WHAT THE TASK REQUIRES >> Reproduce the whole listing below, switching every "single pin" to "single dot" and keeping everything else unchanged. Leave the pictures out of your answer.
======== SOURCE MATERIAL
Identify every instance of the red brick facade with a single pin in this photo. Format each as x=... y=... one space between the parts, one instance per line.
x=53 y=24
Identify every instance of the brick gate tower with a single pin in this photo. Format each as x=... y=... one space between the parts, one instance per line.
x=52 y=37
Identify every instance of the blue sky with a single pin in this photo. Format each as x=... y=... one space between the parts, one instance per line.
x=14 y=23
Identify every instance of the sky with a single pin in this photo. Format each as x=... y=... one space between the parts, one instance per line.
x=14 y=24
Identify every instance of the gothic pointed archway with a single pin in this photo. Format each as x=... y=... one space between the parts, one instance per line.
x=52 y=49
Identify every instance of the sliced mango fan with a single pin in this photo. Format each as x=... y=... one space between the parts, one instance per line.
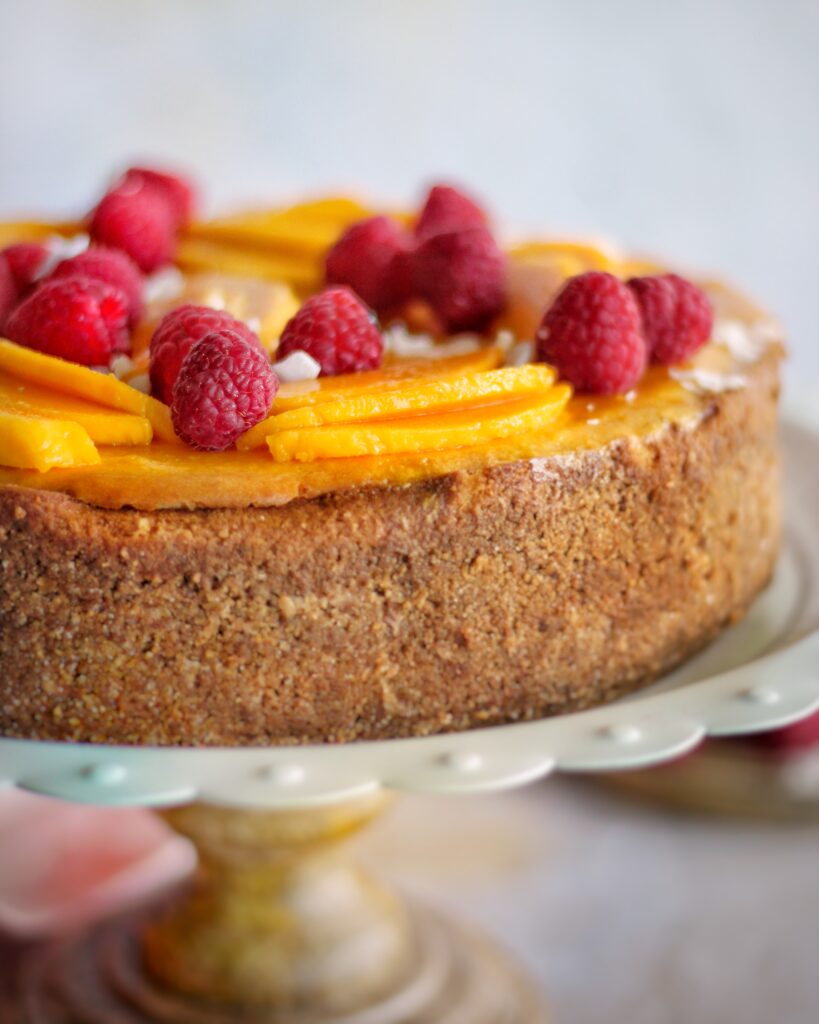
x=53 y=414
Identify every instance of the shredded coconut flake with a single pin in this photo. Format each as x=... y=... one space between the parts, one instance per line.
x=164 y=286
x=519 y=354
x=745 y=342
x=707 y=381
x=121 y=365
x=398 y=341
x=299 y=366
x=59 y=249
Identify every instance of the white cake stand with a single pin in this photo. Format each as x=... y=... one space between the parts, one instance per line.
x=278 y=928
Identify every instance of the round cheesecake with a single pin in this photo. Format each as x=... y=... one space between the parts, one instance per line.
x=395 y=596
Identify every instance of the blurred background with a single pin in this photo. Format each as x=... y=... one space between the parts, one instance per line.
x=687 y=129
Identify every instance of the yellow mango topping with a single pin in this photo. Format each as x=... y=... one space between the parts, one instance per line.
x=70 y=378
x=202 y=254
x=422 y=397
x=307 y=228
x=390 y=376
x=43 y=443
x=422 y=433
x=104 y=426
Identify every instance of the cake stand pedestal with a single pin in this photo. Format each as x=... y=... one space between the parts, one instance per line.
x=279 y=927
x=276 y=926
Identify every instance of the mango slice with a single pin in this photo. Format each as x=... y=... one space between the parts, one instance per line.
x=203 y=254
x=422 y=433
x=104 y=426
x=307 y=228
x=70 y=378
x=43 y=443
x=390 y=376
x=416 y=398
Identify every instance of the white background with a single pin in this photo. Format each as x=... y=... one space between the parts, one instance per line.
x=689 y=129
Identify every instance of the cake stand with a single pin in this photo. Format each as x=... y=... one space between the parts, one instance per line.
x=279 y=927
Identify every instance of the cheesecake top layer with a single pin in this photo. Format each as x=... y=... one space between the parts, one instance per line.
x=256 y=266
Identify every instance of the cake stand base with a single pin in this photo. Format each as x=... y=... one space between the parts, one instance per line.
x=277 y=927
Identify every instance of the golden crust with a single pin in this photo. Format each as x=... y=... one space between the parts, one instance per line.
x=507 y=593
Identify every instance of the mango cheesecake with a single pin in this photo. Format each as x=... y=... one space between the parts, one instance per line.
x=326 y=473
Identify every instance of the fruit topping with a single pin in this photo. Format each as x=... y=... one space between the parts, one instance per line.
x=445 y=210
x=371 y=258
x=43 y=443
x=104 y=426
x=677 y=316
x=414 y=398
x=592 y=333
x=177 y=332
x=462 y=274
x=137 y=218
x=110 y=265
x=26 y=261
x=69 y=378
x=8 y=291
x=337 y=330
x=224 y=387
x=390 y=377
x=77 y=318
x=178 y=190
x=471 y=425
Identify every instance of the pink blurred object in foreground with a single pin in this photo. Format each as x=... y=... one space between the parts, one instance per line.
x=63 y=863
x=798 y=736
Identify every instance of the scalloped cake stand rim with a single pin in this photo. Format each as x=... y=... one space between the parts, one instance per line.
x=770 y=689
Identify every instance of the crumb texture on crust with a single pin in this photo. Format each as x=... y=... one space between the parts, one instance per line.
x=505 y=593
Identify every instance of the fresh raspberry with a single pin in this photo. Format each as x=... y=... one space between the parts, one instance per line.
x=225 y=386
x=8 y=290
x=26 y=260
x=592 y=334
x=370 y=257
x=677 y=316
x=446 y=210
x=139 y=219
x=175 y=335
x=77 y=318
x=462 y=274
x=112 y=265
x=337 y=330
x=178 y=190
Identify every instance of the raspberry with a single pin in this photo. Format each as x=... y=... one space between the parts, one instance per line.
x=462 y=274
x=337 y=330
x=112 y=265
x=677 y=316
x=138 y=219
x=446 y=210
x=592 y=334
x=176 y=333
x=8 y=290
x=77 y=318
x=178 y=190
x=225 y=386
x=25 y=261
x=370 y=257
================
COMPLETED TASK >>
Identify every instance of the red brick facade with a single dot in this photo. Format each as x=... y=... one space between the parts, one instance per line.
x=53 y=24
Identify every instance of the brick gate tower with a single dot in this photo. Format each as x=... y=... one space between the parts, one instance per line.
x=52 y=37
Identify every instance of the blue sky with a single dot in this photo. Format each as x=... y=... one space between the parts, one instance per line.
x=14 y=23
Identify every instance of the sky with a single dot in this photo. Format each as x=... y=... one space between the parts, one instance per line.
x=14 y=24
Identify every instance of the gothic pointed archway with a single dot in this photo. Format each as x=... y=... one space between the parts, one instance per line.
x=52 y=49
Identify every instance of the sliced mango fan with a single dot in this photo. Format each as x=... y=... one space between the parts, one instance per line.
x=53 y=414
Identify every instance of the shredded coconut flake with a single dot in this photo. Format each as x=... y=... one space between the parts, one instance per line.
x=164 y=286
x=519 y=354
x=745 y=342
x=707 y=381
x=121 y=365
x=398 y=341
x=299 y=366
x=59 y=249
Identify every instance of the white cake stand with a single dot in this photo. Format each as x=... y=... one space between the parts, one instance per line.
x=278 y=928
Identify every instance of the round cheesecake with a single dot in this photo. Format each as x=... y=... one space between the parts, one instance per line.
x=395 y=596
Identify every instance of the blurred background with a single dot in this photo. Format each as x=... y=... one space between the parts, one instance per line.
x=687 y=129
Identify every instance of the yellow mango topping with a single dot in this photo. Format each as x=... y=... one space between the parts, one instance per line.
x=70 y=378
x=202 y=254
x=422 y=397
x=307 y=228
x=390 y=376
x=43 y=443
x=422 y=433
x=104 y=426
Identify every instance of the cake stand pedestal with a single dot in this photo. Format each as x=... y=... one space between the parts, one instance per line.
x=279 y=927
x=276 y=926
Identify every instance of the mango slice with a single dot in this photo. Format each as x=... y=... one space between the parts, one instance per line.
x=203 y=254
x=422 y=433
x=104 y=426
x=307 y=228
x=70 y=378
x=43 y=443
x=390 y=376
x=416 y=398
Identify every instance of the white background with a single dot in this photo. Format each as x=... y=... one space between the parts, one instance per line.
x=689 y=129
Identify every instance of the cake stand with a single dot in this photo. Format each as x=... y=... one space between the parts, one instance per line.
x=279 y=927
Identify every instance of the cheesecake top layer with a single dot in this photo. Format each as x=... y=... one space between the parts, one instance per line.
x=256 y=266
Identify every instance of the cake stand base with a single dot in this photo. Format each as x=... y=... one space between the parts, one instance per line.
x=277 y=927
Identify every instance of the golden crust with a single dot in this photo. Format each as x=... y=... one space between the parts, one instance per line.
x=507 y=593
Identify every instance of the mango cheesecake with a single dot in this photo. Format each as x=... y=... one space between the parts, one instance per line.
x=326 y=473
Identify every instance of the fruit topping with a single dot in this photo. Format each as x=... y=... one space between the parts, one instance per line.
x=445 y=210
x=371 y=258
x=43 y=443
x=104 y=426
x=677 y=316
x=414 y=398
x=592 y=333
x=177 y=332
x=462 y=274
x=137 y=218
x=110 y=265
x=26 y=261
x=69 y=378
x=8 y=291
x=337 y=330
x=224 y=387
x=390 y=377
x=77 y=318
x=178 y=190
x=471 y=425
Identify every instance of the pink blurred object in foreground with a single dot in this photo. Format each as x=... y=... one space between the parts, one instance per line.
x=63 y=863
x=798 y=736
Identify every instance of the scalloped cake stand rim with a single dot in this photo. Format each as x=... y=... one space between the parts, one instance per line.
x=770 y=689
Identify every instance of the crumb texture on crust with a single dot in this photo. Format each as x=... y=... one space between the parts, one instance per line.
x=505 y=593
Identify every instance of the fresh raspberry with a single dot in this photo. Format each as x=... y=... one space between the parts, one instance per line.
x=225 y=386
x=8 y=290
x=26 y=260
x=592 y=334
x=370 y=257
x=677 y=316
x=446 y=210
x=139 y=219
x=175 y=335
x=77 y=318
x=462 y=274
x=112 y=265
x=337 y=330
x=178 y=190
Identify every instance of the raspberry with a single dot in this photo. Format each as x=... y=... one space between the parts, one instance per line.
x=462 y=274
x=337 y=330
x=112 y=265
x=677 y=316
x=138 y=219
x=446 y=210
x=592 y=334
x=176 y=333
x=8 y=290
x=77 y=318
x=178 y=190
x=225 y=386
x=25 y=261
x=370 y=257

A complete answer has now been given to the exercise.